Written instruction - Return each of the lines below word for word, leaving out the pictures.

....................

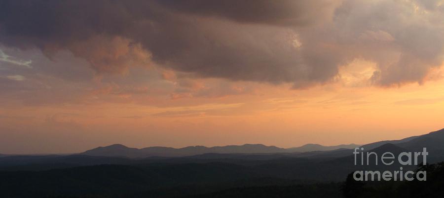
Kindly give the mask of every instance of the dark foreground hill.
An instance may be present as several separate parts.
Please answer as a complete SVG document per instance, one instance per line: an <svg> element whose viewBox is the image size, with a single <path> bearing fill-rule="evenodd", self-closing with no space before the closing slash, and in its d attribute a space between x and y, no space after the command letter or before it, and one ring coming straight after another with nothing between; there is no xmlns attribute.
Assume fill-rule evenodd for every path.
<svg viewBox="0 0 444 198"><path fill-rule="evenodd" d="M444 130L441 130L401 141L377 143L378 146L363 153L374 152L380 157L389 152L397 155L422 151L426 147L428 161L441 161L444 160L443 134ZM163 152L164 148L138 149L116 145L86 152L109 156L2 157L0 198L272 198L298 197L297 195L336 198L340 190L338 183L355 170L399 170L403 166L407 171L416 168L397 162L390 166L380 163L355 165L354 149L349 149L288 153L275 152L283 149L261 145L186 148L167 150L173 156L178 153L174 152L199 154L136 158L140 153L145 153L147 151L151 154ZM216 152L201 153L209 149ZM256 153L258 149L262 152ZM189 153L182 153L184 151ZM236 152L218 153L233 151ZM371 158L370 162L376 159Z"/></svg>

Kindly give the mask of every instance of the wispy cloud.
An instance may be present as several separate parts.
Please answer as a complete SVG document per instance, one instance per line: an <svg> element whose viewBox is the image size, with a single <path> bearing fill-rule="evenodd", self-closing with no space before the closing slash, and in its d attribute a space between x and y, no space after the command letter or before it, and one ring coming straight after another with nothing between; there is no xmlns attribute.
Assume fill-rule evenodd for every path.
<svg viewBox="0 0 444 198"><path fill-rule="evenodd" d="M18 60L13 57L9 56L3 52L0 49L0 61L6 62L16 65L26 67L28 68L32 68L31 64L33 61L31 60L25 61L23 60Z"/></svg>
<svg viewBox="0 0 444 198"><path fill-rule="evenodd" d="M26 79L25 77L21 75L8 76L6 77L6 78L10 80L16 81L23 81Z"/></svg>

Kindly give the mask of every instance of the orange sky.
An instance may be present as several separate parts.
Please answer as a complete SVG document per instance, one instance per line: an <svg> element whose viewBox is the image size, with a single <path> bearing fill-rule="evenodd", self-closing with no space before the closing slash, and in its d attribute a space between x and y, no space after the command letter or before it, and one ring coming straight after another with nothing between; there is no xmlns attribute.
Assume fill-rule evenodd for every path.
<svg viewBox="0 0 444 198"><path fill-rule="evenodd" d="M442 71L431 71L427 78L433 79L423 84L378 87L366 83L372 65L356 60L341 67L334 82L305 89L205 79L190 80L196 90L181 97L166 92L152 96L113 93L117 85L103 85L75 101L39 105L10 101L0 110L2 140L8 140L0 150L77 152L114 143L137 148L364 144L443 127ZM177 80L161 80L172 86ZM237 92L192 95L219 84Z"/></svg>
<svg viewBox="0 0 444 198"><path fill-rule="evenodd" d="M0 153L444 127L443 0L171 2L0 7Z"/></svg>

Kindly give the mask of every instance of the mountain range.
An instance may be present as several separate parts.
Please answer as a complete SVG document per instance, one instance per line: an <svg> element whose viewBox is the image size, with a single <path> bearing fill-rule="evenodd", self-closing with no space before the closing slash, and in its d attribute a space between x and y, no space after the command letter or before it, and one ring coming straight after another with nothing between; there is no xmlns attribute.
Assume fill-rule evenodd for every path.
<svg viewBox="0 0 444 198"><path fill-rule="evenodd" d="M299 147L284 149L263 144L246 144L243 145L229 145L207 147L203 146L189 146L179 149L164 147L147 147L143 149L129 148L121 144L113 144L100 147L81 153L91 156L121 156L129 158L149 157L183 157L215 154L273 154L302 153L309 151L325 151L338 149L352 149L359 146L356 144L325 146L319 144L309 144Z"/></svg>
<svg viewBox="0 0 444 198"><path fill-rule="evenodd" d="M426 146L429 150L444 153L444 129L428 134L409 137L401 140L386 140L360 146L351 144L325 146L308 144L298 147L288 149L262 144L230 145L207 147L203 146L189 146L182 148L151 147L142 149L129 148L121 144L99 147L80 153L90 156L125 157L147 158L152 157L178 157L205 154L293 154L299 157L324 156L340 156L349 153L349 150L361 146L367 151L375 149L387 144L391 144L411 151L419 151Z"/></svg>
<svg viewBox="0 0 444 198"><path fill-rule="evenodd" d="M352 153L356 146L309 144L283 149L246 144L139 149L116 144L74 155L9 155L0 157L0 197L219 198L218 195L224 193L219 191L238 194L248 191L249 187L271 189L254 197L222 197L268 198L294 194L301 197L340 197L331 195L339 192L342 186L337 182L345 181L355 170L416 168L415 165L402 165L397 161L390 166L376 164L373 156L369 159L370 165L355 165ZM397 155L422 151L426 147L427 162L437 163L444 160L444 129L361 147L365 148L364 152L374 152L378 157L387 152ZM327 186L311 184L319 182ZM301 184L307 186L300 187L302 189L294 186ZM331 190L329 193L312 196L326 188ZM299 190L282 192L290 189ZM261 195L266 196L258 196Z"/></svg>

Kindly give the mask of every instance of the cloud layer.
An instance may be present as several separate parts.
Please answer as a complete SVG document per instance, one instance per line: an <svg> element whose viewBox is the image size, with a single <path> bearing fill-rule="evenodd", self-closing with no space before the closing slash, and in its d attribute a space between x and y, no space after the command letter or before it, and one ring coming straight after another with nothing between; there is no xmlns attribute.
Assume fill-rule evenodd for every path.
<svg viewBox="0 0 444 198"><path fill-rule="evenodd" d="M67 50L98 74L155 64L295 88L362 59L377 66L369 81L390 85L442 65L443 17L438 0L3 0L0 43Z"/></svg>

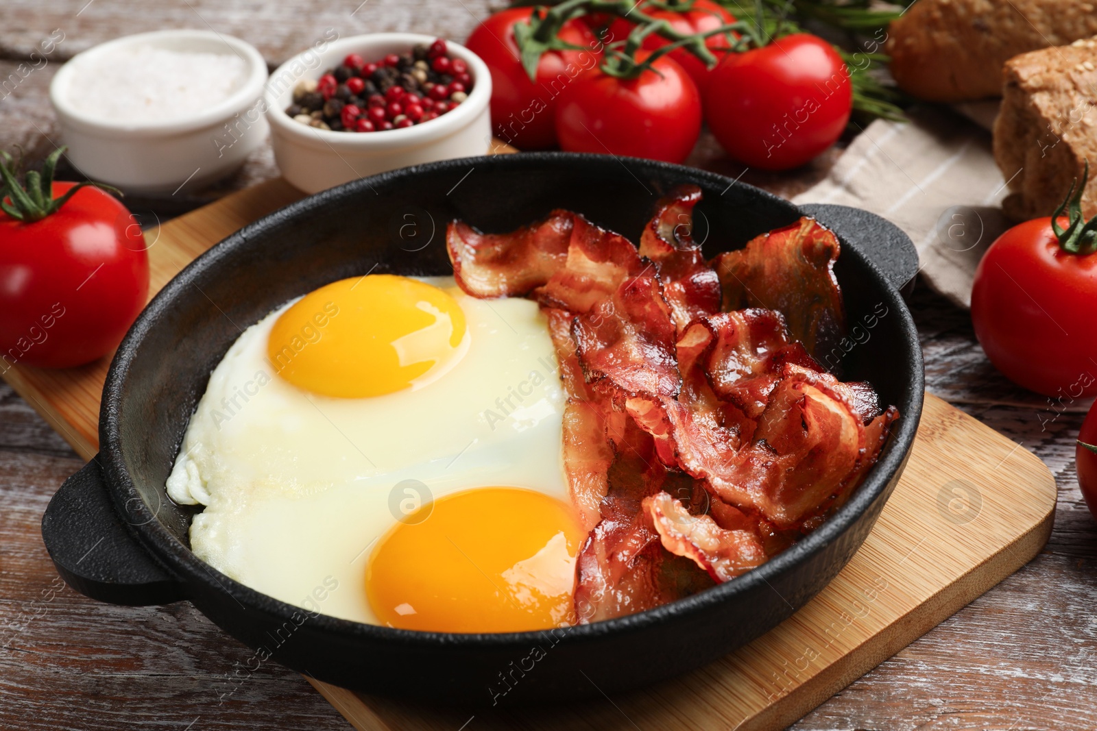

....................

Answer below -
Kindly give the mask of every instance of the dark foreground hill.
An instance may be present as several separate parts.
Please answer as a complete SVG document per instance, one instance per line: an <svg> element whose viewBox is the image size, with a single <path> bearing fill-rule="evenodd", self-closing with no space before the closing slash, and in its d attribute a space between x and y, no space after the command letter or before it, and one ring coming straight after another with nothing between; there is no xmlns attribute.
Assume fill-rule evenodd for every path.
<svg viewBox="0 0 444 198"><path fill-rule="evenodd" d="M444 130L441 130L401 141L377 143L378 146L363 153L374 152L380 157L389 152L397 155L422 151L426 147L428 161L441 161L444 160L443 134ZM163 152L164 148L138 149L116 145L86 152L109 156L2 157L0 198L272 198L298 197L297 195L336 198L340 190L338 183L355 170L399 170L403 166L407 171L416 168L397 162L390 166L380 163L355 165L354 149L349 149L288 153L275 152L283 149L261 145L186 148L167 150L173 156L178 153L174 152L199 154L136 158L140 153L145 153L147 151L151 154ZM216 152L201 153L209 149ZM256 153L258 149L262 152ZM189 153L182 153L184 151ZM236 152L218 153L233 151ZM371 158L370 162L376 159Z"/></svg>

Kindly give the mask of every instance of the wispy cloud.
An instance may be present as several separate parts.
Please answer as a complete SVG document per instance, one instance per line: an <svg> element whose viewBox is the image size, with a single <path> bearing fill-rule="evenodd", self-closing with no space before the closing slash, and in its d attribute a space between x and y, no space after the command letter or before it, and one ring coming straight after another with nothing between; there is no xmlns attribute.
Assume fill-rule evenodd for every path.
<svg viewBox="0 0 444 198"><path fill-rule="evenodd" d="M18 60L13 57L9 56L3 52L0 49L0 61L6 62L16 65L26 67L28 68L32 68L31 64L33 61L31 60L25 61L23 60Z"/></svg>
<svg viewBox="0 0 444 198"><path fill-rule="evenodd" d="M26 79L25 77L21 75L8 76L6 77L6 78L10 80L16 81L23 81Z"/></svg>

Kindly give the mask of every instance of the orange sky.
An instance may be present as several separate parts.
Please answer as a complete SVG document per instance, one instance per line: an <svg> element whose viewBox is the image size, with a single <path> bearing fill-rule="evenodd", self-closing with no space before the closing slash, and in its d attribute a space between x and y, no space after the command letter or before it, and one ring coming straight after another with nothing between; there is no xmlns attribute.
Assume fill-rule evenodd for every path.
<svg viewBox="0 0 444 198"><path fill-rule="evenodd" d="M442 71L431 71L427 78L433 79L423 84L378 87L366 83L372 65L356 60L341 67L334 82L305 89L205 79L190 80L196 90L181 97L166 92L152 96L113 93L117 85L103 85L75 101L39 105L10 101L0 110L2 140L8 140L0 150L77 152L114 143L137 148L364 144L443 127ZM177 80L161 80L172 86ZM237 92L192 95L219 84Z"/></svg>
<svg viewBox="0 0 444 198"><path fill-rule="evenodd" d="M0 153L444 127L443 0L171 2L0 7Z"/></svg>

Kindly give the mask of every instance of the mountain range.
An instance may be present as several separate parts.
Please answer as a complete SVG document per instance, one instance per line: an <svg> element whose viewBox is the image size, with a single <path> bearing fill-rule="evenodd", self-closing with no space before the closing slash, and in its d attribute a space between x and y, no space after the command letter or before it, and one ring coming straight after another with nothing between; there is no xmlns attribute.
Assume fill-rule evenodd for every path.
<svg viewBox="0 0 444 198"><path fill-rule="evenodd" d="M299 147L284 149L263 144L246 144L243 145L229 145L207 147L203 146L189 146L179 149L164 147L147 147L143 149L129 148L121 144L113 144L100 147L81 153L91 156L121 156L129 158L149 157L183 157L215 154L273 154L302 153L309 151L325 151L338 149L352 149L359 146L356 144L325 146L319 144L309 144Z"/></svg>
<svg viewBox="0 0 444 198"><path fill-rule="evenodd" d="M426 146L429 150L444 153L444 129L428 134L409 137L401 140L386 140L360 146L351 144L325 146L308 144L298 147L288 149L262 144L230 145L207 147L203 146L189 146L182 148L151 147L142 149L129 148L121 144L99 147L80 153L90 156L125 157L147 158L152 157L178 157L205 154L293 154L299 157L324 156L340 156L349 153L349 150L361 146L367 151L375 149L387 144L391 144L411 151L419 151Z"/></svg>
<svg viewBox="0 0 444 198"><path fill-rule="evenodd" d="M352 153L356 146L309 144L283 149L246 144L139 149L116 144L74 155L9 155L0 157L0 197L219 198L218 195L224 193L219 191L238 194L248 191L249 187L271 189L254 197L222 197L268 198L294 194L301 197L340 197L331 195L339 192L342 186L337 182L345 181L355 170L416 168L415 165L402 165L397 161L390 166L376 164L373 156L369 159L370 165L355 165ZM397 155L422 151L426 147L427 162L437 163L444 160L444 129L361 147L365 148L364 152L374 152L378 157L387 152ZM327 186L311 184L319 182ZM301 184L307 186L300 187L302 189L294 186ZM331 190L329 193L312 196L326 188ZM299 190L282 192L290 189ZM261 195L266 196L258 196Z"/></svg>

Kindly give the mask of every instance of the cloud layer.
An instance may be present as several separate parts.
Please answer as a complete SVG document per instance, one instance per line: an <svg> element whose viewBox is the image size, with a single <path> bearing fill-rule="evenodd", self-closing with no space before the closing slash, and in its d attribute a space between x and y, no space after the command letter or before it, and one ring coming straight after another with nothing between; there is no xmlns attribute.
Assume fill-rule evenodd for every path.
<svg viewBox="0 0 444 198"><path fill-rule="evenodd" d="M67 50L98 74L155 64L295 88L362 59L377 66L369 81L390 85L442 65L443 17L438 0L3 0L0 43Z"/></svg>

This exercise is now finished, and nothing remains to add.